• [Your task]:
Arrange all the rows below into a numbered list, omitting any blank lines.

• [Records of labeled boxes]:
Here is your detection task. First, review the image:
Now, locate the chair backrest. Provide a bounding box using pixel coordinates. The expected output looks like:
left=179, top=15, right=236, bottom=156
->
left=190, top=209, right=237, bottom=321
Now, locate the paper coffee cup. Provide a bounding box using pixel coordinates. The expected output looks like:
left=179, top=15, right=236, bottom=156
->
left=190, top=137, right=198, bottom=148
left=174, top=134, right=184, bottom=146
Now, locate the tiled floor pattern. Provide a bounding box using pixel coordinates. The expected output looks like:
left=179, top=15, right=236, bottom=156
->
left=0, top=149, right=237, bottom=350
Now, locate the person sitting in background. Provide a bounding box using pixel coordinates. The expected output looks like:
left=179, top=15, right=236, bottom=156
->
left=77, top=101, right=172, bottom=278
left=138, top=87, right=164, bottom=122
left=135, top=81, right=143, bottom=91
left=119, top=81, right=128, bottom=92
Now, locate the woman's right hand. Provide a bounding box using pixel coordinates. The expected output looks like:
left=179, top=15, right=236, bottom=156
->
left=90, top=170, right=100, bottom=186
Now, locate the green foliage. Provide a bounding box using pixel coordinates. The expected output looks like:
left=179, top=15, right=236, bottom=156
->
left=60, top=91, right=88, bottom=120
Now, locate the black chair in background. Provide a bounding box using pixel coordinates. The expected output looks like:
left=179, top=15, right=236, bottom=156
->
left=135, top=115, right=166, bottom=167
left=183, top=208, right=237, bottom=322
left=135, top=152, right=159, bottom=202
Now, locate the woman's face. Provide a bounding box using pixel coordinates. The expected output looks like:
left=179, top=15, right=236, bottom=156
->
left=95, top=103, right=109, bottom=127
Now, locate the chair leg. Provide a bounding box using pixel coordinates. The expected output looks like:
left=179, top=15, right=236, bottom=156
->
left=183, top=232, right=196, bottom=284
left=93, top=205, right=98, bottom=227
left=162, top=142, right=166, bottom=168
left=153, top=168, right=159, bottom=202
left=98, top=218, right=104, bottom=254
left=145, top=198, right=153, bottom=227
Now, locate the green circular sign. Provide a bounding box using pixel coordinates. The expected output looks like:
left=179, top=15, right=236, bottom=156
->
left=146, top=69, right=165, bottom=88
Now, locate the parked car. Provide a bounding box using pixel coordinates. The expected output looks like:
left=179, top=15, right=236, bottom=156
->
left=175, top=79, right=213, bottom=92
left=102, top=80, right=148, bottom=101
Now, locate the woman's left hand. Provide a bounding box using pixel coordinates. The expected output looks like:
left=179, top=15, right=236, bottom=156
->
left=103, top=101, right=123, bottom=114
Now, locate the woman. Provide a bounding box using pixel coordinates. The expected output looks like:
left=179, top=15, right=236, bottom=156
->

• [Result]:
1. Here is your detection task. First, review the image:
2. Now, locate the chair backrest. Provide a bounding box using pixel coordinates. The expected output looks like:
3. left=179, top=15, right=236, bottom=156
4. ->
5. left=190, top=209, right=237, bottom=321
6. Now, locate the paper coffee cup. Provide a bounding box using pixel coordinates. The expected output looks like:
7. left=179, top=15, right=236, bottom=156
8. ->
9. left=190, top=137, right=198, bottom=148
10. left=174, top=134, right=184, bottom=146
11. Now, locate the tiled floor pattern. Provide a bounding box using pixel coordinates. The expected output looks like:
12. left=179, top=15, right=236, bottom=156
13. ->
14. left=0, top=149, right=237, bottom=350
15. Now, locate the person sitting in background. Provide a bounding box using pixel coordinates. The expected output looks like:
16. left=179, top=15, right=236, bottom=156
17. ->
18. left=77, top=101, right=172, bottom=278
19. left=138, top=87, right=164, bottom=122
20. left=135, top=81, right=143, bottom=91
21. left=119, top=81, right=128, bottom=92
22. Now, locate the woman's right hand. Provide a bounding box using pixel coordinates. The expected output looks like:
23. left=179, top=15, right=236, bottom=156
24. ->
25. left=90, top=170, right=100, bottom=186
26. Now, locate the green foliage. Provide a bounding box using pixel coordinates. The expected output looks like:
27. left=179, top=15, right=236, bottom=156
28. ->
29. left=60, top=91, right=88, bottom=120
30. Now, locate the black chair in background. Provide a bounding box using pixel coordinates. The expected output looks like:
31. left=179, top=15, right=236, bottom=156
32. ->
33. left=135, top=115, right=166, bottom=167
34. left=183, top=208, right=237, bottom=322
35. left=135, top=152, right=159, bottom=202
36. Now, locate the woman's face. Provide a bounding box using pixel coordinates. The expected output looks like:
37. left=179, top=15, right=236, bottom=156
38. ->
39. left=95, top=103, right=109, bottom=127
40. Now, locate the chair leg. Provide a bounding box using pixel coordinates. The expected output looks like:
41. left=179, top=15, right=236, bottom=156
42. ->
43. left=183, top=232, right=196, bottom=284
44. left=93, top=205, right=98, bottom=227
45. left=162, top=142, right=166, bottom=168
46. left=153, top=168, right=159, bottom=202
47. left=98, top=218, right=104, bottom=254
48. left=145, top=198, right=153, bottom=227
49. Now, locate the green circular sign. Provide a bounding box using pixel coordinates. The expected output looks like:
50. left=179, top=15, right=236, bottom=156
51. ->
52. left=146, top=69, right=165, bottom=88
53. Now, locate the parked car. Provide a bounding box using pixel coordinates. The expected output looks like:
54. left=179, top=15, right=236, bottom=156
55. ->
56. left=175, top=79, right=213, bottom=92
57. left=102, top=80, right=148, bottom=101
58. Now, locate the woman's left hand. Provide a bounding box using pixel coordinates. The expected output looks like:
59. left=179, top=15, right=236, bottom=156
60. ->
61. left=103, top=101, right=123, bottom=114
62. Now, locate the woman. Provide a bounding box using pixel coordinates. The expected output looks like:
63. left=179, top=15, right=236, bottom=156
64. ->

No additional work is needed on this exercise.